What is asked >> Reproduce exactly the lines from the one containing "[outline] ibex neck" through the last line of the data, both ends included.

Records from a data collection
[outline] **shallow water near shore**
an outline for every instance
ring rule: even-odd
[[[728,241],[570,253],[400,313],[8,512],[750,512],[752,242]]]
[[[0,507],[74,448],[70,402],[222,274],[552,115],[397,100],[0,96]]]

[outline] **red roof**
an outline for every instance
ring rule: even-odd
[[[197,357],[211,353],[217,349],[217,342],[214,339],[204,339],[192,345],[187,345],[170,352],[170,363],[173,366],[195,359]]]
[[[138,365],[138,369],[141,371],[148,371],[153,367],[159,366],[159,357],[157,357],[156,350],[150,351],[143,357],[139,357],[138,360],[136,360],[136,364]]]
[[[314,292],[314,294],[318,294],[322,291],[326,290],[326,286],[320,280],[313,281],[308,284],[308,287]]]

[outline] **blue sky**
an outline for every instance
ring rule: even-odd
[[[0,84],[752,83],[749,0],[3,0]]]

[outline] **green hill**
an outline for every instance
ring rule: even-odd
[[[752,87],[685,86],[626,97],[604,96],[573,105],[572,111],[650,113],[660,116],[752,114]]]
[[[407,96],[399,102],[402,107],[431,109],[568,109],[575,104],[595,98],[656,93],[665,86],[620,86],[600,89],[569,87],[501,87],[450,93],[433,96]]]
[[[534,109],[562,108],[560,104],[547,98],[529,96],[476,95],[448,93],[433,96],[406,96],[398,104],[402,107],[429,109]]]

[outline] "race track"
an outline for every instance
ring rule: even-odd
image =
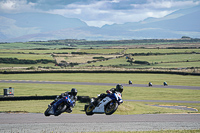
[[[0,83],[31,83],[31,84],[72,84],[72,85],[97,85],[97,86],[113,86],[115,87],[117,83],[92,83],[92,82],[65,82],[65,81],[31,81],[31,80],[0,80]],[[148,87],[145,84],[122,84],[128,87]],[[200,90],[199,86],[163,86],[163,85],[153,85],[155,88],[173,88],[173,89],[190,89],[190,90]]]
[[[60,81],[0,80],[0,83],[36,83],[36,84],[77,84],[115,86],[114,83],[86,83]],[[147,87],[134,84],[129,87]],[[162,86],[158,88],[200,90],[195,86]],[[130,100],[135,101],[135,100]],[[141,100],[139,100],[141,101]],[[144,101],[144,100],[143,100]],[[152,100],[149,100],[151,102]],[[155,102],[153,100],[152,102]],[[159,102],[170,102],[160,101]],[[200,103],[200,101],[171,101]],[[41,113],[0,113],[0,132],[49,133],[49,132],[97,132],[97,131],[152,131],[152,130],[191,130],[200,129],[200,114],[143,114],[86,116],[85,114],[62,114],[58,117],[45,117]]]
[[[86,116],[61,114],[45,117],[41,113],[0,113],[0,132],[97,132],[200,129],[200,114],[144,114]]]

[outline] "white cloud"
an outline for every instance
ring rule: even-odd
[[[38,3],[27,2],[27,0],[3,0],[0,1],[0,12],[42,11],[78,18],[90,26],[101,27],[104,24],[138,22],[148,17],[160,18],[172,11],[200,4],[199,0],[196,2],[193,0],[75,0],[71,4],[63,3],[64,0],[38,0]]]
[[[0,1],[0,12],[4,13],[20,13],[36,11],[34,3],[27,3],[26,0],[4,0]]]

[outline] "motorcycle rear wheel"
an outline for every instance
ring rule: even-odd
[[[92,111],[94,110],[94,108],[95,106],[90,104],[85,110],[86,115],[93,115],[94,113]]]
[[[118,108],[118,103],[111,101],[105,107],[105,114],[112,115],[117,110],[117,108]]]
[[[50,108],[47,108],[47,109],[46,109],[46,111],[44,112],[44,115],[45,115],[45,116],[50,116],[49,110],[50,110]]]
[[[61,103],[56,108],[56,111],[55,111],[54,115],[55,116],[59,116],[62,112],[64,112],[66,110],[66,108],[67,108],[67,106],[64,103]]]

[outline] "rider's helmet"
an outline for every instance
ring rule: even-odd
[[[123,92],[123,86],[121,84],[116,85],[116,91],[122,93]]]
[[[76,96],[77,93],[78,93],[77,89],[75,89],[75,88],[72,88],[72,89],[71,89],[71,94],[72,94],[73,96]]]

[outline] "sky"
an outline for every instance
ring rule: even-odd
[[[199,4],[200,0],[0,0],[0,13],[51,13],[101,27],[161,18]]]

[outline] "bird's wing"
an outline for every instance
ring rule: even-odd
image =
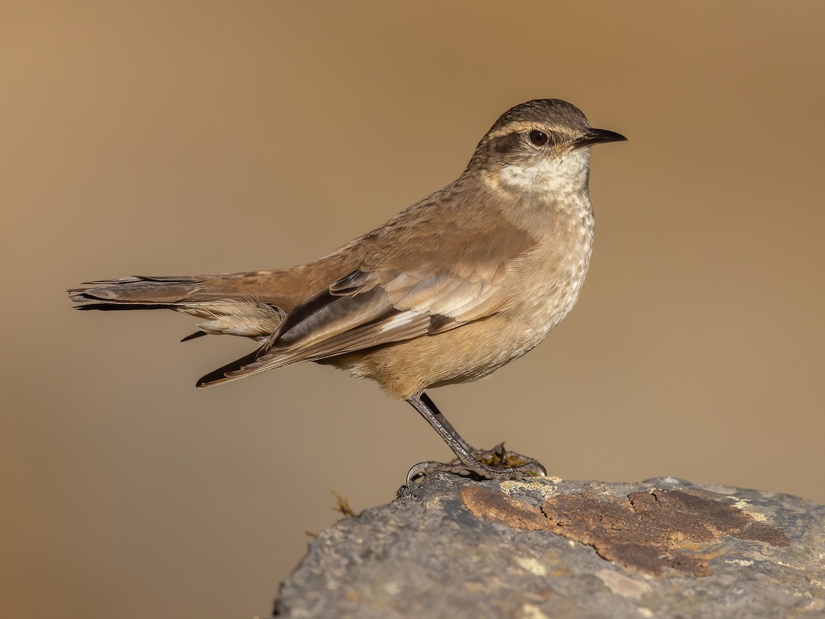
[[[506,303],[507,262],[441,271],[356,270],[296,307],[261,348],[204,376],[209,386],[304,361],[431,335]]]

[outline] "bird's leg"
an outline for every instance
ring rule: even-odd
[[[427,394],[414,395],[407,401],[432,426],[457,457],[456,461],[449,464],[435,461],[417,464],[407,474],[408,484],[419,475],[427,475],[436,470],[476,475],[487,480],[521,480],[546,475],[544,467],[537,461],[512,451],[506,451],[503,443],[490,451],[470,447],[455,432],[455,428]]]

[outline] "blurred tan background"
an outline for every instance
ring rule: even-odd
[[[299,7],[297,5],[300,5]],[[450,452],[307,365],[196,390],[252,343],[79,313],[129,274],[297,264],[455,178],[512,105],[594,149],[597,234],[542,346],[435,400],[564,478],[825,501],[822,2],[0,6],[4,617],[268,614],[309,538]]]

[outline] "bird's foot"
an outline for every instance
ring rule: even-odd
[[[529,458],[516,451],[507,451],[504,443],[497,445],[493,449],[472,451],[474,459],[462,461],[454,460],[452,462],[419,462],[407,474],[407,485],[413,483],[417,477],[444,471],[454,473],[464,477],[475,480],[521,480],[526,477],[544,477],[547,470],[534,458]]]

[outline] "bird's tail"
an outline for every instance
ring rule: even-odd
[[[272,294],[273,272],[208,276],[149,277],[87,281],[68,291],[78,310],[174,310],[205,320],[185,338],[227,333],[266,339],[284,319],[286,298]]]

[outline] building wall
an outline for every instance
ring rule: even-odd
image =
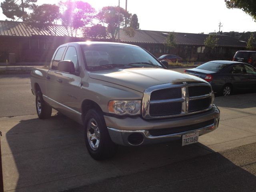
[[[60,45],[81,40],[68,37],[0,36],[0,62],[5,62],[1,53],[14,53],[16,62],[49,62]]]

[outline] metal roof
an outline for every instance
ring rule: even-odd
[[[120,30],[120,42],[127,43],[163,44],[165,43],[167,32],[135,30],[134,36],[127,35],[124,29]],[[40,31],[25,22],[0,21],[0,36],[29,37],[32,36],[72,36],[70,28],[60,25],[48,27],[48,30]],[[78,29],[73,32],[72,36],[83,37],[83,29]],[[204,46],[204,42],[208,34],[174,32],[177,44],[179,45]],[[246,42],[224,35],[218,35],[218,45],[227,47],[245,47]],[[117,36],[116,38],[117,38]],[[106,37],[111,39],[110,34]]]

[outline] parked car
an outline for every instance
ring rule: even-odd
[[[256,51],[238,51],[233,58],[234,61],[248,63],[256,66]]]
[[[256,89],[256,69],[246,63],[212,61],[184,72],[204,79],[214,92],[224,96],[236,90]]]
[[[106,57],[91,62],[92,51]],[[63,44],[48,69],[31,72],[31,82],[38,117],[50,117],[54,108],[83,125],[86,145],[96,160],[113,155],[117,144],[177,139],[192,144],[218,126],[220,111],[209,83],[168,70],[137,46]]]
[[[181,57],[175,55],[163,55],[159,57],[158,59],[160,61],[165,60],[167,61],[171,61],[173,62],[176,62],[177,61],[178,61],[178,62],[182,62],[182,58]]]

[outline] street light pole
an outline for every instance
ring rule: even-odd
[[[120,42],[120,0],[118,0],[118,43]]]
[[[0,137],[2,136],[2,132],[0,131]],[[2,153],[1,152],[1,140],[0,139],[0,192],[4,192],[4,181],[3,177],[3,169],[2,166]]]

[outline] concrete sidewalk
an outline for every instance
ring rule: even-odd
[[[219,128],[200,136],[200,143],[120,146],[115,156],[104,161],[88,154],[82,127],[58,114],[45,120],[36,115],[0,118],[4,191],[60,191],[165,166],[171,170],[180,162],[256,142],[256,94],[219,97],[214,103],[221,111]],[[250,151],[255,156],[255,150]]]

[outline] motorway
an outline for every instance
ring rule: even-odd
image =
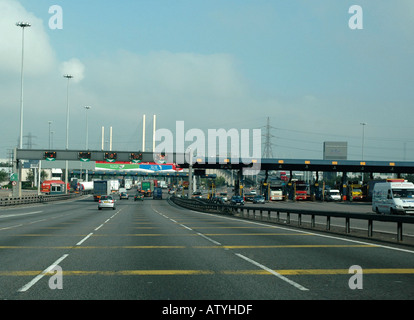
[[[0,259],[0,299],[8,300],[414,298],[414,247],[168,200],[118,200],[116,210],[98,211],[85,196],[1,209]]]

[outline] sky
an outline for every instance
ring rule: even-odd
[[[89,149],[102,127],[109,148],[112,127],[113,150],[141,150],[145,114],[147,151],[153,115],[207,140],[261,129],[262,145],[269,118],[274,158],[322,159],[324,141],[345,141],[350,160],[414,160],[412,0],[0,0],[0,158],[20,132],[18,21],[32,25],[24,147],[31,135],[48,148],[51,121],[65,149],[69,101],[69,149],[86,148],[88,118]]]

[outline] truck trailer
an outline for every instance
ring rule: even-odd
[[[386,214],[414,214],[414,184],[404,179],[387,179],[374,185],[372,211]]]
[[[112,193],[112,186],[110,180],[95,180],[93,182],[93,199],[98,201],[101,196],[106,196]]]

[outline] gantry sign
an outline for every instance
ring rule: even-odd
[[[194,169],[255,168],[258,170],[319,171],[319,172],[376,172],[414,173],[412,161],[358,161],[358,160],[305,160],[305,159],[245,159],[225,157],[193,157],[189,161],[184,153],[153,153],[141,151],[94,150],[40,150],[17,149],[17,160],[68,160],[68,161],[124,161],[132,163],[175,163],[182,168]],[[19,161],[18,161],[19,162]],[[191,163],[190,163],[191,162]]]

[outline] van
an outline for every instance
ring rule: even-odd
[[[372,211],[387,214],[414,214],[414,184],[403,179],[376,183]]]
[[[325,200],[326,201],[340,201],[341,200],[341,194],[339,193],[339,190],[337,190],[337,189],[326,190]]]

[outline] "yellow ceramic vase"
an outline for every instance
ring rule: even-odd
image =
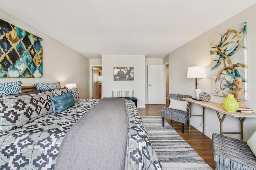
[[[234,94],[227,94],[221,105],[225,110],[230,112],[235,112],[239,107],[238,102],[234,97]]]

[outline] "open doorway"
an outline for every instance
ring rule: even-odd
[[[167,101],[169,100],[169,64],[165,65],[165,92]]]
[[[92,67],[92,98],[101,98],[101,66]]]

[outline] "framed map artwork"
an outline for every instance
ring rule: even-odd
[[[114,81],[133,80],[133,67],[114,67]]]

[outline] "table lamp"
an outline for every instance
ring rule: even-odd
[[[193,99],[200,100],[199,95],[201,93],[201,90],[197,88],[197,79],[206,78],[206,72],[205,67],[204,66],[194,66],[188,68],[187,78],[196,79],[196,98]]]

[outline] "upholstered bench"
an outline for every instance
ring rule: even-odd
[[[212,149],[216,170],[256,170],[256,157],[245,141],[214,133]]]
[[[137,107],[138,99],[134,97],[134,90],[131,91],[112,91],[112,98],[122,98],[125,99],[132,100],[134,102]]]

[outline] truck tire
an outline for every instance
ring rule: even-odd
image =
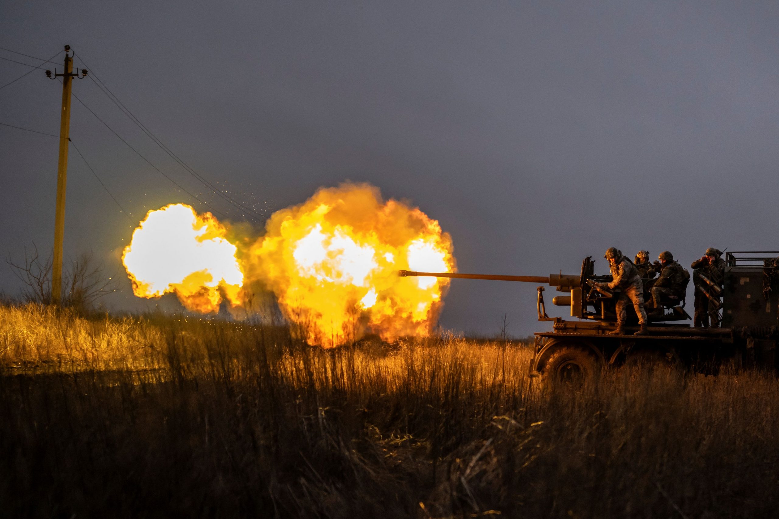
[[[544,378],[552,386],[581,387],[601,370],[597,357],[586,346],[561,344],[547,359]]]

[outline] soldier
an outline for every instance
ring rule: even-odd
[[[638,324],[640,328],[634,335],[643,335],[647,330],[647,312],[643,309],[643,283],[639,277],[636,265],[621,251],[612,247],[604,255],[608,260],[608,266],[612,270],[613,280],[610,283],[600,283],[601,286],[608,286],[611,289],[619,289],[622,292],[617,300],[617,329],[609,331],[612,335],[625,334],[625,322],[627,321],[628,301],[632,301],[636,314],[638,316]]]
[[[657,271],[649,261],[649,251],[639,251],[636,254],[636,269],[642,279],[651,279]]]
[[[663,305],[660,302],[661,296],[679,300],[684,298],[684,289],[686,286],[685,282],[689,275],[682,265],[674,261],[674,255],[668,251],[661,252],[657,259],[659,262],[655,261],[655,266],[659,267],[660,277],[654,282],[651,290],[652,305],[654,308],[650,314],[652,317],[663,317]]]
[[[719,328],[719,293],[722,292],[722,281],[725,272],[725,261],[721,256],[721,251],[710,247],[706,249],[703,258],[693,261],[690,265],[693,269],[693,284],[695,286],[694,326],[708,328],[710,315],[712,328]],[[706,282],[702,275],[717,288]]]

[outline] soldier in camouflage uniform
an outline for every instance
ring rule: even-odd
[[[649,261],[649,251],[639,251],[636,254],[636,270],[642,279],[651,279],[657,271]]]
[[[629,258],[623,256],[621,251],[613,247],[606,251],[604,258],[608,260],[613,279],[609,283],[601,283],[601,285],[608,286],[612,290],[614,289],[621,290],[619,299],[617,300],[617,329],[609,333],[612,335],[624,335],[625,323],[627,321],[626,306],[629,302],[632,302],[638,316],[638,324],[641,327],[635,335],[646,335],[648,331],[647,312],[643,309],[643,283],[639,277],[638,271],[636,270],[636,265]]]
[[[725,261],[722,259],[722,252],[713,247],[706,249],[706,254],[700,260],[693,261],[690,266],[693,270],[693,284],[695,286],[695,319],[694,326],[709,327],[709,317],[711,317],[711,327],[719,328],[719,296],[703,281],[700,275],[703,275],[720,289],[724,279]],[[705,293],[704,293],[705,291]],[[711,300],[706,294],[710,294],[715,300]]]
[[[654,284],[654,278],[657,268],[649,261],[649,251],[639,251],[636,254],[636,270],[643,282],[643,300],[650,301],[652,299],[650,290]]]
[[[659,263],[655,263],[661,268],[660,277],[654,282],[652,286],[652,305],[654,310],[650,314],[653,317],[661,317],[663,316],[663,305],[661,303],[661,297],[666,296],[682,300],[684,298],[684,289],[686,286],[686,282],[689,279],[689,274],[685,272],[684,268],[674,261],[674,255],[668,251],[660,253],[657,257]]]

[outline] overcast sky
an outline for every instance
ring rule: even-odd
[[[368,181],[439,220],[460,272],[541,275],[578,273],[587,255],[605,273],[611,246],[653,258],[669,250],[686,267],[710,246],[779,249],[777,28],[779,4],[756,1],[0,7],[0,46],[47,58],[69,44],[76,66],[178,156],[265,216],[319,186]],[[28,70],[0,60],[0,86]],[[241,219],[94,82],[76,80],[73,93],[176,182]],[[57,134],[61,97],[35,71],[0,89],[0,122]],[[206,209],[75,99],[71,124],[136,220],[171,202]],[[58,139],[0,126],[0,252],[50,247]],[[72,149],[66,254],[92,250],[123,278],[131,230]],[[18,286],[0,265],[0,289]],[[122,288],[109,306],[153,306]],[[511,334],[548,329],[535,322],[534,293],[456,280],[441,323],[496,333],[507,314]]]

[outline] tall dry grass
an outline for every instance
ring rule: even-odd
[[[551,391],[526,345],[453,336],[321,350],[34,307],[0,310],[0,333],[12,517],[777,514],[764,374],[610,370]]]

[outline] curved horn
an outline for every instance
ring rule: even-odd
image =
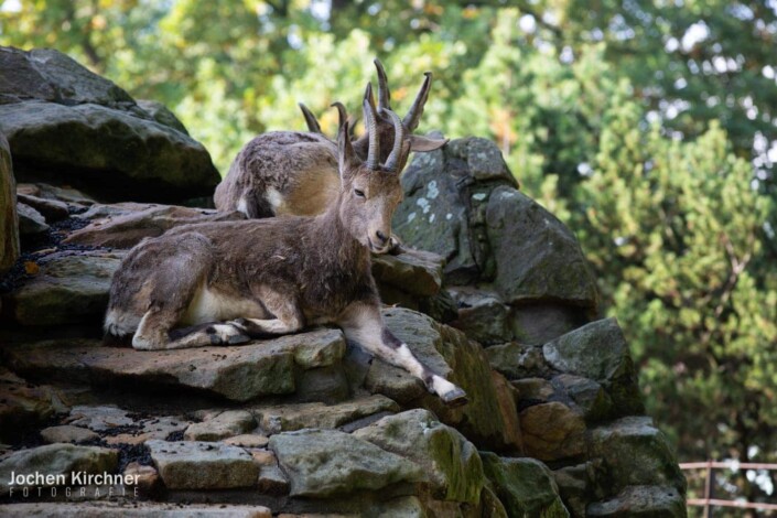
[[[367,151],[367,169],[377,171],[380,168],[380,136],[377,128],[377,114],[375,111],[375,99],[373,99],[373,85],[367,84],[367,90],[361,102],[364,109],[364,125],[369,134],[369,149]]]
[[[423,85],[421,85],[421,89],[419,90],[418,96],[416,96],[413,105],[408,110],[408,115],[406,115],[404,119],[402,119],[404,127],[408,128],[409,131],[414,131],[416,128],[418,128],[418,122],[421,120],[421,114],[423,114],[423,105],[427,104],[429,90],[432,88],[432,73],[424,72],[423,75],[427,76],[423,79]]]
[[[380,110],[391,109],[391,91],[388,89],[388,77],[386,77],[386,69],[384,64],[377,57],[375,61],[375,68],[378,69],[378,108]]]
[[[345,121],[348,119],[348,114],[345,111],[345,106],[343,106],[343,102],[339,101],[334,101],[332,102],[332,108],[337,108],[337,128],[342,128]]]
[[[387,170],[396,173],[399,165],[399,157],[402,154],[402,143],[404,142],[404,126],[399,119],[399,116],[391,110],[386,110],[386,112],[391,117],[391,122],[393,122],[393,148],[391,149],[391,154],[386,159]]]
[[[302,110],[302,115],[305,118],[305,122],[307,123],[307,130],[311,133],[321,133],[321,126],[319,125],[319,121],[316,120],[313,112],[309,110],[307,107],[302,102],[300,102],[299,105],[300,109]]]

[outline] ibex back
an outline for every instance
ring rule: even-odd
[[[390,93],[386,72],[378,60],[378,111],[371,130],[378,133],[382,163],[395,141],[395,127],[388,117]],[[410,151],[432,151],[446,140],[413,136],[432,85],[431,73],[408,115],[402,119],[403,147]],[[219,211],[240,211],[250,218],[293,214],[322,214],[339,193],[337,144],[321,132],[313,114],[300,105],[310,132],[272,131],[248,142],[238,153],[224,181],[216,187],[214,202]],[[369,130],[353,142],[356,154],[365,160],[371,134]],[[402,160],[407,160],[407,154]],[[404,163],[399,164],[401,171]]]
[[[354,152],[348,122],[338,133],[339,188],[316,217],[289,216],[188,225],[134,247],[114,276],[106,334],[132,335],[138,349],[238,344],[334,323],[347,339],[406,368],[449,404],[462,389],[430,371],[384,325],[370,250],[389,246],[402,197],[404,130],[381,165],[371,91],[364,100],[367,160]]]

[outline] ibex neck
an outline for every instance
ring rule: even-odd
[[[339,208],[341,196],[338,195],[336,202],[316,218],[317,239],[322,241],[323,247],[337,249],[341,257],[345,255],[354,260],[367,258],[369,249],[350,234],[346,222],[341,217]]]

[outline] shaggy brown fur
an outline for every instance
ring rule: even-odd
[[[390,93],[386,72],[378,60],[375,65],[379,79],[376,128],[382,150],[379,162],[382,163],[392,148],[395,129],[387,111],[390,110]],[[413,107],[402,121],[406,150],[432,151],[446,142],[411,134],[418,127],[430,88],[431,74],[427,73]],[[248,142],[216,187],[214,202],[217,209],[240,211],[250,218],[261,218],[282,214],[322,214],[332,205],[339,192],[337,145],[321,133],[313,114],[304,105],[300,107],[311,131],[274,131]],[[363,160],[367,157],[369,138],[367,132],[353,142],[356,154]],[[407,157],[404,153],[402,160],[406,161]],[[404,163],[400,163],[399,170],[403,166]]]
[[[375,107],[365,100],[364,108],[374,123]],[[465,402],[464,391],[421,364],[380,316],[369,252],[388,248],[402,197],[401,128],[386,165],[374,170],[355,154],[347,130],[344,122],[341,188],[324,214],[188,225],[142,241],[114,276],[106,334],[132,334],[139,349],[169,349],[334,323],[446,403]]]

Exercise result >>
[outline] ibex neck
an outline for every instance
ring rule: even-odd
[[[339,208],[341,196],[338,195],[336,202],[316,218],[317,239],[322,241],[323,247],[337,249],[341,257],[345,255],[354,260],[367,258],[369,249],[350,234],[346,222],[341,217]]]

[outline] shaggy brown fur
an outline for every instance
ring rule: even-odd
[[[390,93],[386,72],[378,60],[375,65],[379,79],[376,128],[382,150],[379,162],[382,163],[392,148],[395,129],[387,111],[390,110]],[[413,107],[402,121],[406,150],[432,151],[446,142],[411,134],[418,127],[430,88],[431,74],[427,73]],[[248,142],[216,187],[214,202],[217,209],[240,211],[250,218],[261,218],[282,214],[322,214],[332,205],[339,192],[337,145],[321,133],[313,114],[304,105],[300,107],[311,131],[274,131]],[[363,160],[367,157],[369,138],[367,132],[353,142],[356,154]],[[407,157],[404,153],[402,160],[406,161]],[[404,163],[400,163],[399,170],[403,166]]]
[[[375,107],[365,100],[364,108],[374,123]],[[465,402],[464,391],[421,364],[380,316],[369,252],[388,248],[402,197],[401,128],[386,165],[374,170],[355,154],[347,130],[344,122],[341,188],[324,214],[188,225],[142,241],[114,276],[106,334],[132,334],[139,349],[169,349],[334,323],[446,403]]]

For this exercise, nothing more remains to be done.